## Problem statement
From the line that includes "task: segment every instance of the truck" to the last line of the records, inclusive, repeat each line exactly.

---------------

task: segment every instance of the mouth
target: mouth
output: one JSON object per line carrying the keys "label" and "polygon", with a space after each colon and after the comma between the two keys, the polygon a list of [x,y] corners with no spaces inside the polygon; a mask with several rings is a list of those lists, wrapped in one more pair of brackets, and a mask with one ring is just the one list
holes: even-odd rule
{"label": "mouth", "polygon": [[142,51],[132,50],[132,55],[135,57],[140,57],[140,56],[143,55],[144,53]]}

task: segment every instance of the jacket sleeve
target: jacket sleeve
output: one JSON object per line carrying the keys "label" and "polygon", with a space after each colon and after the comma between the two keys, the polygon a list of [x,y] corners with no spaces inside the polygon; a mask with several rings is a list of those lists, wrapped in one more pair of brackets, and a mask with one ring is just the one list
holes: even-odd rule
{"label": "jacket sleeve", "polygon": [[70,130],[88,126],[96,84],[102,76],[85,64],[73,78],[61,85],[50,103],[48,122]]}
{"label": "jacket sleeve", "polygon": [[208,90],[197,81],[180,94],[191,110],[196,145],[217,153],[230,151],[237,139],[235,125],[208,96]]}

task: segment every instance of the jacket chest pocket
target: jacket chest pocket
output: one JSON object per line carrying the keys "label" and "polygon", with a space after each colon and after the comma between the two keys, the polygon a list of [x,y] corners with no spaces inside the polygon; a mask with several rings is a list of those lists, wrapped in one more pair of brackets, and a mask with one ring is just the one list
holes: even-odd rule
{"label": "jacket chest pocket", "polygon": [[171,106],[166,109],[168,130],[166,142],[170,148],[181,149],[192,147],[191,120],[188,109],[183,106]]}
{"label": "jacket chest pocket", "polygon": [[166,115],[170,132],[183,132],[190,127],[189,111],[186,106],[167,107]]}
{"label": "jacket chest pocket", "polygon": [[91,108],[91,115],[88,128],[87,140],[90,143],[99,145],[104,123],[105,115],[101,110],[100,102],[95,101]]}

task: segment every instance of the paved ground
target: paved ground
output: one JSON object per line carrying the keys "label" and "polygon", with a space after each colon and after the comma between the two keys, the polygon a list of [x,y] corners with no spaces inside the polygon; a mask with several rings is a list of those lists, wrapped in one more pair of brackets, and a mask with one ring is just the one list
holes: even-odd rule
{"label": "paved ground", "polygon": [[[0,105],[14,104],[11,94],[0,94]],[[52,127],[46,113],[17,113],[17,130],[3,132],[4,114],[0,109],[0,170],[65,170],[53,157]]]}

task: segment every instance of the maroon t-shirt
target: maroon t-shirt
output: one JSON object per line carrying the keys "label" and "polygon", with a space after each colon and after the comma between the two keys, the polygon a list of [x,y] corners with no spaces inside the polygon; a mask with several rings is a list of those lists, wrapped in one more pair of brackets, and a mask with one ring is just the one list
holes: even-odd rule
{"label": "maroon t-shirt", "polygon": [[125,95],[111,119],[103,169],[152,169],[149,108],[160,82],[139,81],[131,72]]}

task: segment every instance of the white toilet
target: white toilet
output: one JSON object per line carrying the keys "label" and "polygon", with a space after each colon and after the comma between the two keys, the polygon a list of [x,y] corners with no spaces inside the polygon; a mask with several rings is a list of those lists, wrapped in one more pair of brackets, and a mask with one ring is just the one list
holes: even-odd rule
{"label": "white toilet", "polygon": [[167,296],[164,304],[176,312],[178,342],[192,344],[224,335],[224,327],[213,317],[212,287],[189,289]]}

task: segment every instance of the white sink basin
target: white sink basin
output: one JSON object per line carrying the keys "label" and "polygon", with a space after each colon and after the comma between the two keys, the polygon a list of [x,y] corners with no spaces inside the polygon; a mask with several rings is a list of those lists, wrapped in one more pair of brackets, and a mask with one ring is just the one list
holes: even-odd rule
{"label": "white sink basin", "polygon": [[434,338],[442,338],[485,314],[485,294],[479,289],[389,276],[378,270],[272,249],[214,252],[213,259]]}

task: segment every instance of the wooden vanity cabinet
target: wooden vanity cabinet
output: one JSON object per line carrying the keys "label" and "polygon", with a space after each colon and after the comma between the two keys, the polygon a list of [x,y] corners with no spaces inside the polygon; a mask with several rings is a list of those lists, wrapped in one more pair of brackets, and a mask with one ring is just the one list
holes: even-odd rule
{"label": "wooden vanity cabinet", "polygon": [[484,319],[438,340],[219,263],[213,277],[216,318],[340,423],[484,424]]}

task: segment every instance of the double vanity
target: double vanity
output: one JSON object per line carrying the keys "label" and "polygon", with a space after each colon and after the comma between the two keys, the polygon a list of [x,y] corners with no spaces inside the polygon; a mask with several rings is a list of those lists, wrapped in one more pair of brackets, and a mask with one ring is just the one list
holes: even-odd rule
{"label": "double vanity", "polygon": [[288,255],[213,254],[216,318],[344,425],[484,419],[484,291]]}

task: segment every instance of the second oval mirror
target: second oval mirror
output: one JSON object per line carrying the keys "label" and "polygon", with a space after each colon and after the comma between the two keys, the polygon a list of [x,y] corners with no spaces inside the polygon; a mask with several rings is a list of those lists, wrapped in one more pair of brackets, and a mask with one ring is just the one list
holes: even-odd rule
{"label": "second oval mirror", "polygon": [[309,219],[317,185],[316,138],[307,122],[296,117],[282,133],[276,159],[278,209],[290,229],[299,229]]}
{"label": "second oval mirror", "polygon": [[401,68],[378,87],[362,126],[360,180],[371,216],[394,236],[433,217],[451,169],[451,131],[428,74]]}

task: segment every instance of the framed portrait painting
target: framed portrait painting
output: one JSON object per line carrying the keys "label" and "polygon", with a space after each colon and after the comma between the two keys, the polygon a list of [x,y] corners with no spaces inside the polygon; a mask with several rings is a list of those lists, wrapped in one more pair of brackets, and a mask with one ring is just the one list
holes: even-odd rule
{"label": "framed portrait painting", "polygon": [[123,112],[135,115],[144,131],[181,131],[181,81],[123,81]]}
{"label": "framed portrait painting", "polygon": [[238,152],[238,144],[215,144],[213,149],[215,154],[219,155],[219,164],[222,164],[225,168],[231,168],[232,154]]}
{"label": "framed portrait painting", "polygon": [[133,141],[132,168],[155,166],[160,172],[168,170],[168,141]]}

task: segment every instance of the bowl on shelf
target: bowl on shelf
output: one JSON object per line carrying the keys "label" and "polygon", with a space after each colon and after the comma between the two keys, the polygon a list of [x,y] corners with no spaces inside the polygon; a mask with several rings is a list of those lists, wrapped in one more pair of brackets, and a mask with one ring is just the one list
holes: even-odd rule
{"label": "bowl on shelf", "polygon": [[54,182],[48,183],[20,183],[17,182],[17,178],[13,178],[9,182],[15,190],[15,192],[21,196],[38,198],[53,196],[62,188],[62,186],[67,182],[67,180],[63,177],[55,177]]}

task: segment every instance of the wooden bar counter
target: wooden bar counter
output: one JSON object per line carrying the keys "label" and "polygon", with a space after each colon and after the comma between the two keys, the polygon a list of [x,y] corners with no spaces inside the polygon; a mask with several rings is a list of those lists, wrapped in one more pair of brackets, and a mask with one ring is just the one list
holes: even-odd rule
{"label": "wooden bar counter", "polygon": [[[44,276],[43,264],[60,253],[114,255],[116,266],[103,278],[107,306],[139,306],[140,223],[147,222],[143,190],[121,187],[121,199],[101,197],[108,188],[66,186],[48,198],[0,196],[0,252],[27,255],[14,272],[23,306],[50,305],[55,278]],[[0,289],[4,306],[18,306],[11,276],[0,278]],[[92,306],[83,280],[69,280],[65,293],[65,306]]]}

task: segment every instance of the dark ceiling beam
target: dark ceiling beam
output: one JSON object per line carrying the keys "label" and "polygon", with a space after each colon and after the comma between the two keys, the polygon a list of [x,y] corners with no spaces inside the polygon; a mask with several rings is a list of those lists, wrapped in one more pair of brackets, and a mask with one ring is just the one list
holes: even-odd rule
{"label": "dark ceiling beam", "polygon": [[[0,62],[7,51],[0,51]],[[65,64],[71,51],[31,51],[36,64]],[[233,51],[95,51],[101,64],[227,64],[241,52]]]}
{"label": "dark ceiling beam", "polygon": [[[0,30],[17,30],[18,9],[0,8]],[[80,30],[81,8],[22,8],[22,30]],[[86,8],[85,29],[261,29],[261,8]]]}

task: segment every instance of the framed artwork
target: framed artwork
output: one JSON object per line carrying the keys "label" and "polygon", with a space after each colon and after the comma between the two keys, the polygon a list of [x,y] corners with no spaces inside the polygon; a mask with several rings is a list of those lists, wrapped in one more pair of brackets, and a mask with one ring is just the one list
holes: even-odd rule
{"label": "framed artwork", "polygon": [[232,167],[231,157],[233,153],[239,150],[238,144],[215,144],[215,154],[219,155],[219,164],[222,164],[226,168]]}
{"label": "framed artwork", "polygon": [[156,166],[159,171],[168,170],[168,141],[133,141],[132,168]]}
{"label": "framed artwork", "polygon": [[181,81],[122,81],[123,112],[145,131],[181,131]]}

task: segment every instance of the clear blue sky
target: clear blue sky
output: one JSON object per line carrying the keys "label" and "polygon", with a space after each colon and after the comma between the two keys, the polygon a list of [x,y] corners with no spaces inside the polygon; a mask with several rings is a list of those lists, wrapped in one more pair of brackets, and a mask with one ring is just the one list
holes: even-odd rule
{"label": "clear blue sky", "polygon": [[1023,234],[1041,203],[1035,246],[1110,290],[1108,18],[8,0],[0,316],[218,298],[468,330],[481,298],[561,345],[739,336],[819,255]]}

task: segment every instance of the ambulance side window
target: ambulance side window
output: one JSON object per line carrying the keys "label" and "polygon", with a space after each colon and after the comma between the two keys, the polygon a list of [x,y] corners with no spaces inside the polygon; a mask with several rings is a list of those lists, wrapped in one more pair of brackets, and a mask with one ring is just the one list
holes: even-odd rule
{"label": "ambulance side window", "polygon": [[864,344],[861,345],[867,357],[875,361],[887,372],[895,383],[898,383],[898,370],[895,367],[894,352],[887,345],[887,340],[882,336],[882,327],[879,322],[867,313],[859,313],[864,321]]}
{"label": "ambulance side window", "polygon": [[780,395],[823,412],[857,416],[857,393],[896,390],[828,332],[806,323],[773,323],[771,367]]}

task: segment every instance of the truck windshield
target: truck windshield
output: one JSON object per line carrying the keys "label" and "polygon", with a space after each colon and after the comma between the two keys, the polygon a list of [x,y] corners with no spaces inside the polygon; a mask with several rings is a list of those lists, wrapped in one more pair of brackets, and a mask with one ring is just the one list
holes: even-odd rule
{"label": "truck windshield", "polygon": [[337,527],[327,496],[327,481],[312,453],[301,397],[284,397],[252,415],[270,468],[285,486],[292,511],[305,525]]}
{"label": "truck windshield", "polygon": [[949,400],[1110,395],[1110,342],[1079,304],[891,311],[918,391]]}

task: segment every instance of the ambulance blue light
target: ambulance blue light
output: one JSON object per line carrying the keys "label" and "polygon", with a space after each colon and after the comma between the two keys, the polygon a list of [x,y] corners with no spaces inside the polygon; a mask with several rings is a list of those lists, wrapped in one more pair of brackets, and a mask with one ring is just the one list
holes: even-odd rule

---------------

## Written solution
task: segment every instance of the truck windshield
target: truck windshield
output: one JSON object per line carrying the keys "label" and "polygon", with a space after each colon and after the comma between the two keys, the polygon a list of [x,y] corners with no spaces inside the polygon; a mask with several rings is a list of those lists, wrapped in one more pair of brackets, and a mask with one ring is just the one list
holes: even-odd rule
{"label": "truck windshield", "polygon": [[337,527],[327,496],[327,481],[312,453],[301,397],[284,397],[252,415],[270,468],[285,486],[292,511],[305,525]]}
{"label": "truck windshield", "polygon": [[949,400],[1110,395],[1110,342],[1079,304],[891,311],[918,391]]}

task: segment every instance of the ambulance blue light
target: ambulance blue light
output: one JSON object per line carrying the keys "label" and "polygon", with a space after each colon and after the comma between the two keys, the polygon a list of [x,y] corners with no spaces inside the polygon; a mask with several rings is a list of those lists, wrapped in one more pair of brackets, and a mask with one ring is just the one list
holes: even-odd rule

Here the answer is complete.